• RECORD LIST
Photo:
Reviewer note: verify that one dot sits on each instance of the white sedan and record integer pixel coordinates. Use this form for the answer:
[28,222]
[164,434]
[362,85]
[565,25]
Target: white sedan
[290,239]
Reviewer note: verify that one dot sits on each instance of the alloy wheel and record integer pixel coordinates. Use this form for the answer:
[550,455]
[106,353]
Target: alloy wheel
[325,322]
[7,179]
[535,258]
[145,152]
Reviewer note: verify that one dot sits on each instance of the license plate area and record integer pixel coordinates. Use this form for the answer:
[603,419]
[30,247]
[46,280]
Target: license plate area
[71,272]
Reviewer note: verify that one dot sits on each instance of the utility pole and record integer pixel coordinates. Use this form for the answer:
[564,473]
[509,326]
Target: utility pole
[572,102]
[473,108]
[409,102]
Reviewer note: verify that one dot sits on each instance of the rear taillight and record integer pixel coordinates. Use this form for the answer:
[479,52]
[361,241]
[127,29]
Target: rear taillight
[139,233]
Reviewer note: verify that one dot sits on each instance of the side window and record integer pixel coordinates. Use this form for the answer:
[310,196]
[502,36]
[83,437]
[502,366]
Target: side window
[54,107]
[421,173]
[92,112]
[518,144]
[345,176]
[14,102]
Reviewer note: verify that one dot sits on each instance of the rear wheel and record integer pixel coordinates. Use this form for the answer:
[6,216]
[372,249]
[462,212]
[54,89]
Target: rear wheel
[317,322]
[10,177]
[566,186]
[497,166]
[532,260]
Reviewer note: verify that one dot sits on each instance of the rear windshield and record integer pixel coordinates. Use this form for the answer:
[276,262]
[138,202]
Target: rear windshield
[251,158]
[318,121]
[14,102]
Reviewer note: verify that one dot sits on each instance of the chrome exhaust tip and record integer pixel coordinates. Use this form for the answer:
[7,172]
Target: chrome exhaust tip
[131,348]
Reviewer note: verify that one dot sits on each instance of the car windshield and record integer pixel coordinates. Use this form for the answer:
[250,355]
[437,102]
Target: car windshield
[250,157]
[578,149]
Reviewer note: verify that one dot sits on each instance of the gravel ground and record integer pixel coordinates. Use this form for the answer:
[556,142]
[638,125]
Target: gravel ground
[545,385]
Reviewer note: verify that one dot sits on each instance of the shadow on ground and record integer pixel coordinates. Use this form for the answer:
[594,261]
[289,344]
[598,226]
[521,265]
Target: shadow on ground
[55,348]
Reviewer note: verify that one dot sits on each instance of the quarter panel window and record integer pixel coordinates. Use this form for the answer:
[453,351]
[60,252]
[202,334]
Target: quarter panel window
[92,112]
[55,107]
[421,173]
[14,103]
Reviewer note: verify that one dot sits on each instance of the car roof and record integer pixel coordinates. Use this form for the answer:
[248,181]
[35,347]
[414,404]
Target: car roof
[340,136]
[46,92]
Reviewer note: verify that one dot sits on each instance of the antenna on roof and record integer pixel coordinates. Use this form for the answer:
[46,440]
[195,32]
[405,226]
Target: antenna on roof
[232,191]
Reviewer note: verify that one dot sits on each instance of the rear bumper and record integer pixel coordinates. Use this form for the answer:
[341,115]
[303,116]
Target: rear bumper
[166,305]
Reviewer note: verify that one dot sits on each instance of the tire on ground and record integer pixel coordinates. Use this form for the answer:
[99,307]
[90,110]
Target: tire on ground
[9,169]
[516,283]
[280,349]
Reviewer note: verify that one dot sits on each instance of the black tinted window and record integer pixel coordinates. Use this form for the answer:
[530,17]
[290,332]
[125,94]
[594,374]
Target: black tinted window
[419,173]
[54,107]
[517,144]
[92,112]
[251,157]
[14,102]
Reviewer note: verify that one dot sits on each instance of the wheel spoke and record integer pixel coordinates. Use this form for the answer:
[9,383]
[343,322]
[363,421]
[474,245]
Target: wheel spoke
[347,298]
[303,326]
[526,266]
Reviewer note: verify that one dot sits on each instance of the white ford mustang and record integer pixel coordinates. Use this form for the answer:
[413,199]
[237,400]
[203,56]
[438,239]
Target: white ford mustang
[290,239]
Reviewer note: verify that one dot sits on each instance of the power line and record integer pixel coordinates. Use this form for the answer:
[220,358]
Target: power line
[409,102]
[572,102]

• WHAT IS ASKED
Retype the listing above in full, with no alterations.

• COMPLETED EXERCISE
Photo:
Reviewer note: verify that one dot sits on each instance of the white sedan and record integer pixel coordinates. Use this form for the answer:
[28,222]
[164,434]
[362,85]
[565,25]
Target: white sedan
[290,239]
Reviewer note: verify that one dot sits on each instance of the alloy wheel and record integer pixel coordinates. Use this form for the answer:
[550,455]
[106,353]
Target: alloy wheel
[325,322]
[7,179]
[535,258]
[145,152]
Reviewer note: verify that one dot sits on each instance of the license plate area and record integer pixel coordinates. Use this form for the answer:
[603,419]
[30,247]
[46,280]
Target: license plate area
[71,272]
Reviewer note: verify that one dot sits on each instance of the utility pole and record integer pixel coordinates. Use this form for the answer:
[564,473]
[509,326]
Target: utility pole
[572,102]
[473,108]
[409,102]
Reviewer note: verify that one dot sits on each instance of the rear taillight and record integer pixel coordinates. Use this form for the answer:
[479,52]
[361,241]
[127,29]
Target: rear taillight
[139,233]
Reviewer note: verify that one dot sits on each instance of the side window and record integer pixel coordinates. Use this form for the answer:
[310,196]
[502,36]
[83,437]
[502,366]
Target: side window
[54,107]
[421,173]
[92,112]
[518,144]
[345,176]
[14,102]
Reviewer note: verify that one dot sits on each instance of the rear wheel and record integer pixel coordinates. Use this form for the answer:
[6,216]
[372,249]
[462,212]
[54,89]
Target: rear wheel
[317,322]
[10,177]
[566,186]
[497,166]
[532,260]
Reviewer note: verify that one dot sits on each instance of the rear windshield and record integer pixel coordinates. Use this form for the answer:
[276,262]
[138,202]
Target: rear windshield
[251,158]
[318,121]
[14,102]
Reviewer note: verify that one dot sits on each instance of the chrome exhaust tip and record integer pixel coordinates. Use this form for the answer:
[7,172]
Target: chrome exhaust tip
[131,348]
Reviewer note: verify that one dot sits on each instance of the car windshield and record integer pixel coordinates. Use this form for the answer:
[250,355]
[437,102]
Target: car windshield
[250,157]
[578,149]
Reviewer note: verify that one dot sits on each instance of the gravel ground and record integer pixel coordinates. Use this form for the answer:
[556,142]
[638,125]
Target: gravel ground
[545,385]
Reviewer note: verify that one dot sits on each instance of the shadow on ground and record integer pixel coordinates. Use this form for the answer:
[594,261]
[289,344]
[598,226]
[521,265]
Target: shadow on ground
[55,348]
Reviewer note: verify that one dot sits on each instance of the quarter panel window and record integer pixel coordinates. Use this form for the answer:
[453,351]
[60,252]
[202,334]
Target: quarter panel window
[92,112]
[55,107]
[421,173]
[14,103]
Reviewer note: verify that one dot sits on each instance of the car roof and record integer pixel coordinates. Use this form for the answer:
[248,181]
[35,347]
[414,404]
Target: car roof
[340,136]
[46,92]
Reviewer note: verify that one dot sits on each instance of the antenna on roof and record integer pixel coordinates. Use this form for the answer:
[46,440]
[195,32]
[405,226]
Target: antenna on roof
[232,191]
Reviewer note: verify that one dot sits on each instance of the rear bumper and record integer pixel coordinates. Use this form for the answer:
[341,115]
[303,116]
Target: rear bumper
[166,305]
Reviewer note: verify that one dot sits on each instance of the tire on ground and record integer pixel coordinates. Use this form for the answer:
[99,307]
[90,110]
Target: tire on ground
[9,169]
[516,283]
[280,349]
Reviewer note: verify that one dot sits on each instance of the black tinted window and record integer pixel coordinates. Use this form for the answer:
[530,17]
[290,332]
[125,94]
[594,374]
Target: black tinted window
[419,173]
[54,107]
[517,144]
[92,112]
[251,157]
[14,102]
Reviewer note: verify that one dot sits on each instance of the wheel spoke and record integer pixel coordinates. Use this form for the answer:
[9,383]
[343,322]
[363,421]
[474,245]
Target: wheel spoke
[347,298]
[303,326]
[526,266]
Reviewer note: verify that one dot sits on each instance of the white ford mustang and record integer pixel coordinates. Use this form for the answer:
[413,199]
[237,400]
[203,56]
[438,239]
Target: white ford mustang
[290,239]
Reviewer note: verify that one dot sits on each instance of the power line and record integer pixel coordinates. Use this form for the answer:
[220,358]
Target: power line
[409,102]
[572,102]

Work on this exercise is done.